Each entry below should be given again exactly; the pictures stay out.

* Source records
+++++
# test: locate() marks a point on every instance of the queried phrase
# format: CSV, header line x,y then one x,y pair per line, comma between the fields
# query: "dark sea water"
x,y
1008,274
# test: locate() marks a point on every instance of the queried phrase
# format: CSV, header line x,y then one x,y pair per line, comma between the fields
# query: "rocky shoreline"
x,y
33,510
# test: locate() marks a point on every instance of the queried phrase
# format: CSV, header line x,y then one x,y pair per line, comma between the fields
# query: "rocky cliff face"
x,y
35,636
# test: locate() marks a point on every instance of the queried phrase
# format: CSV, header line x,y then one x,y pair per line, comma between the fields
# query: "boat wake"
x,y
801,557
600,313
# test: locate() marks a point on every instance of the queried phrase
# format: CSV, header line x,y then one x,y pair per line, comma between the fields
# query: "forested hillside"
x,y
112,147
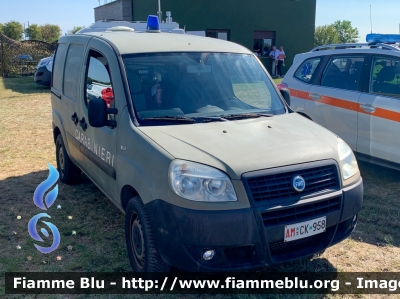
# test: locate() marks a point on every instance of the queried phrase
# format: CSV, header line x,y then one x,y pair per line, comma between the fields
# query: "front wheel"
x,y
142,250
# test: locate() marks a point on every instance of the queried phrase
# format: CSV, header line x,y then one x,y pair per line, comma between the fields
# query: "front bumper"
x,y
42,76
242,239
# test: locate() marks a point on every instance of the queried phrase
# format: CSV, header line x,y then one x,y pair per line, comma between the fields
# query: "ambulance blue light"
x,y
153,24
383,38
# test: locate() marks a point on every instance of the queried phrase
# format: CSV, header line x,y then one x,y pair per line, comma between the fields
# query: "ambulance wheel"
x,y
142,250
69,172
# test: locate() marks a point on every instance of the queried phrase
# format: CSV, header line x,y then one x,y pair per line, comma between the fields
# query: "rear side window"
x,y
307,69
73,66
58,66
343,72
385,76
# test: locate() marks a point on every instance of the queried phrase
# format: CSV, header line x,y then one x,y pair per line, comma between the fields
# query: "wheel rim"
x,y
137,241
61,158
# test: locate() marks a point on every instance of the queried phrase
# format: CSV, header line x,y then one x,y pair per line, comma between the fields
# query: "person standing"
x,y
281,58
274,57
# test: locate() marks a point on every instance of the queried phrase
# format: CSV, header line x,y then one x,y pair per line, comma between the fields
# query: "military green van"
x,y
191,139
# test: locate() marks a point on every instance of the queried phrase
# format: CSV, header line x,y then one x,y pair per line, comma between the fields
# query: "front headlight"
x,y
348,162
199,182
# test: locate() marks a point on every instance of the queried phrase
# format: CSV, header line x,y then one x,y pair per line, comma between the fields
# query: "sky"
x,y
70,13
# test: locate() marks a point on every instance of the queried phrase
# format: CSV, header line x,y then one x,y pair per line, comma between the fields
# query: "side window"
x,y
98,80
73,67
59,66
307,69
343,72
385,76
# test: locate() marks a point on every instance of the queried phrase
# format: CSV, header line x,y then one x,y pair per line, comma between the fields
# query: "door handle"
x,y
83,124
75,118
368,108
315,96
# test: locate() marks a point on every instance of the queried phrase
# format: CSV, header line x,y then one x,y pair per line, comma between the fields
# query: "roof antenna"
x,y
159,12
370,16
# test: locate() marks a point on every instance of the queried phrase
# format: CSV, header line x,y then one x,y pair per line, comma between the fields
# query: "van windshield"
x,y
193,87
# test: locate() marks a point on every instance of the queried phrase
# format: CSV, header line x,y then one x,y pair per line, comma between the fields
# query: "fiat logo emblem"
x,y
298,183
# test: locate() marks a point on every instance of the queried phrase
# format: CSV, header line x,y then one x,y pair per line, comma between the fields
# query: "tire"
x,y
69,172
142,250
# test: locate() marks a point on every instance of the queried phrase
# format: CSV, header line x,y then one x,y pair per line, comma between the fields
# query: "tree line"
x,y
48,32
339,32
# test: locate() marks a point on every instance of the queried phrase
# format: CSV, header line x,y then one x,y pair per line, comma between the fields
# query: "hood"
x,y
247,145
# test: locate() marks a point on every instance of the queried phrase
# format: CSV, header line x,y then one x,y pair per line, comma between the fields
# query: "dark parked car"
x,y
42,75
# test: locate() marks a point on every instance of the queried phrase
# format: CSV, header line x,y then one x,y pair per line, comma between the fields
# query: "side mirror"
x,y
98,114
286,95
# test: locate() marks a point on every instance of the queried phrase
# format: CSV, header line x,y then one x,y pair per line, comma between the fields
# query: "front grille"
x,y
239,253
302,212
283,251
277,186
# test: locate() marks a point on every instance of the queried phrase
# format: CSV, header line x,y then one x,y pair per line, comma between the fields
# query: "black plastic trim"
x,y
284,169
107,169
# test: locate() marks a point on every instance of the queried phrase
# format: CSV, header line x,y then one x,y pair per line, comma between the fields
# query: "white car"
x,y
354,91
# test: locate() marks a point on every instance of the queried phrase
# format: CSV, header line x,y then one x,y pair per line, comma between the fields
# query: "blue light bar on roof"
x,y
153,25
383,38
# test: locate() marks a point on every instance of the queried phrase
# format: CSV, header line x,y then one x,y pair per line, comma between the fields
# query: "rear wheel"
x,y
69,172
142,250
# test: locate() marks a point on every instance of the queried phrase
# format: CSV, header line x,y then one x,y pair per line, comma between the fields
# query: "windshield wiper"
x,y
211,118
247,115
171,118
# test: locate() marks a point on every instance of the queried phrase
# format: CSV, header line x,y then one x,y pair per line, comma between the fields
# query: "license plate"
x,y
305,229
+++++
* OUTPUT FOR THIS TASK
# test: locate() marks a point on every instance of the queried phrase
# format: CSV, header line x,y then one x,y pair per line, comma between the fields
# query: "dark sea water"
x,y
1008,274
# test: locate() marks a point on every instance of the queried phrase
# format: CSV, header line x,y then one x,y pair per line, comma between the fields
# query: "rocky shoreline"
x,y
33,510
# test: locate() marks a point on every instance of the queried phrase
# format: CSV, header line x,y then one x,y pair per line, comma between the fields
# query: "rocky cliff face"
x,y
35,636
# test: locate() marks a point on every instance of the queried phrase
# format: CSV, header line x,y then one x,y pair per line, comma between the fields
# query: "boat wake"
x,y
801,557
600,313
# test: locate() marks a point on every instance of the queried phrase
# format: CSV, header line x,y then one x,y pair per line, comma between the fields
# query: "forested hillside"
x,y
112,147
# test: locate() marks a point on every instance of the queried phrase
# format: CSV, header line x,y then one x,y pair per line, comma between the fields
# query: "front wheel"
x,y
142,250
# test: locate() marks a point on every instance of the queried phrase
# format: CSV, header line x,y then one x,y pair per line, comma between the fields
# query: "front bumper"
x,y
42,76
242,239
# test: locate() marks a point on every instance of the queried phrase
# format: CSV, header line x,y then one x,y pair per line, comma between the fields
# query: "ambulance blue light"
x,y
153,24
383,38
# test: locate() marks a point on every instance of the queried phrase
# format: CSV, header line x,y then one x,y pair per line, comma between the fields
# query: "ambulance wheel"
x,y
142,250
69,172
# test: locate() marks a point on every instance of the queried phrase
# format: CSV, header line x,y then one x,y pair per line, comma between the fields
# query: "rear side window"
x,y
307,69
73,66
58,66
343,72
385,76
# test: locate() marks a point on every instance of the queried phrase
# format: CSV, header line x,y then one x,y pair per line, comma between the fields
# query: "wheel rim"
x,y
137,241
61,158
# test: locate() marks a point on every instance of the queried phrase
# format: CSV, header line x,y then one x,y pair per line, comma between the fields
# query: "person standing"
x,y
281,58
274,57
# test: locate() marks a point on every instance of the queried phrase
# format: CSV, header line x,y then one x,y pair per line, comma between the fields
# query: "military green van"
x,y
191,139
# test: locate() marks a point on every instance of the queried phrase
# format: CSV, header line x,y then one x,y pair per line, comma between the fields
# query: "front headlight"
x,y
348,162
199,182
# test: locate() marks a point on every instance of the queried phrase
# format: CSV, header line x,y then one x,y pair per line, comma between the fields
# query: "sky"
x,y
70,13
# test: locate() marks a point on every instance of the queried phrase
# format: CSV, header line x,y then one x,y pair per line, comma between the fields
# query: "side window"
x,y
98,80
73,67
59,66
307,69
343,72
385,76
# test: locate() marks a point on every instance of the queried phrase
# format: CSV, header line x,y then one x,y pair per line, comma between the fields
# query: "door handle"
x,y
83,124
75,118
368,108
315,96
# test: locate() marks a point on every instance of the queried phrase
# format: CSV, header line x,y then one x,y pair per line, comma between the fields
# query: "roof antenna"
x,y
159,12
370,16
# test: locate() marks a point on every instance of the queried phrase
# format: CSV, header line x,y then one x,y pair per line, comma between the fields
# query: "van windshield"
x,y
193,87
# test: locate() marks a point on every instance of the queried phrase
# format: CSV, header line x,y then one x,y pair per line, comma between the fields
# query: "fiat logo emblem"
x,y
298,183
# test: locate() marks a point on every instance of the queried phrase
# format: CSV, header line x,y then one x,y pair per line, comma between the fields
# query: "tire"
x,y
69,172
142,250
# test: locate() marks a point on every instance of the queried phrase
# format: CSV, header line x,y then one x,y pair per line, comma between the fields
# query: "tree line"
x,y
48,32
339,32
# test: locate() marks a point on every instance of the queried phrase
# format: CSV, header line x,y then one x,y pair per line, comma between the fields
# query: "hood"
x,y
247,145
# test: locate() marks a point on every instance of the queried phrase
# format: CSV, header line x,y then one x,y pair per line, comma between the fields
# query: "dark parked car"
x,y
42,75
# test: locate() marks a point on every instance of the queried phrase
# format: CSV, header line x,y then one x,y pair per line, comma between the fields
# query: "side mirror"
x,y
98,114
286,95
# test: locate() marks a point on every instance of the queried phrase
# format: CSV, header line x,y then one x,y pair per line, comma between the fields
# query: "front grille"
x,y
239,253
302,212
283,251
277,186
# test: locate() marks a point on every instance of the queried phrase
# format: CSV, header line x,y then one x,y pair per line, comma between the fields
# query: "black plastic trim"
x,y
284,169
107,169
# test: locate() marks a point on every instance of the queried phrase
# format: CSV, header line x,y then one x,y pair per line, comma between the fields
# query: "white car"
x,y
354,91
# test: locate() marks a point on every instance of the queried phrase
# format: CSV, header line x,y then one x,y pair per line, comma between the fields
# query: "blue light bar on roof"
x,y
153,25
383,38
# test: locate() marks a point on every instance of the queried phrase
# format: CSV, header line x,y then one x,y pair per line, comma between the fields
# query: "rear wheel"
x,y
69,172
142,250
# test: locate() marks a point on every instance of the queried phrase
# format: CSV, header line x,y then one x,y pair per line, comma between the fields
# query: "windshield wiper"
x,y
211,118
247,115
171,118
# test: locate() marks a point on every instance of the queried phrase
# format: CSV, header line x,y then one x,y pair per line, comma between the fields
# query: "license plate"
x,y
305,229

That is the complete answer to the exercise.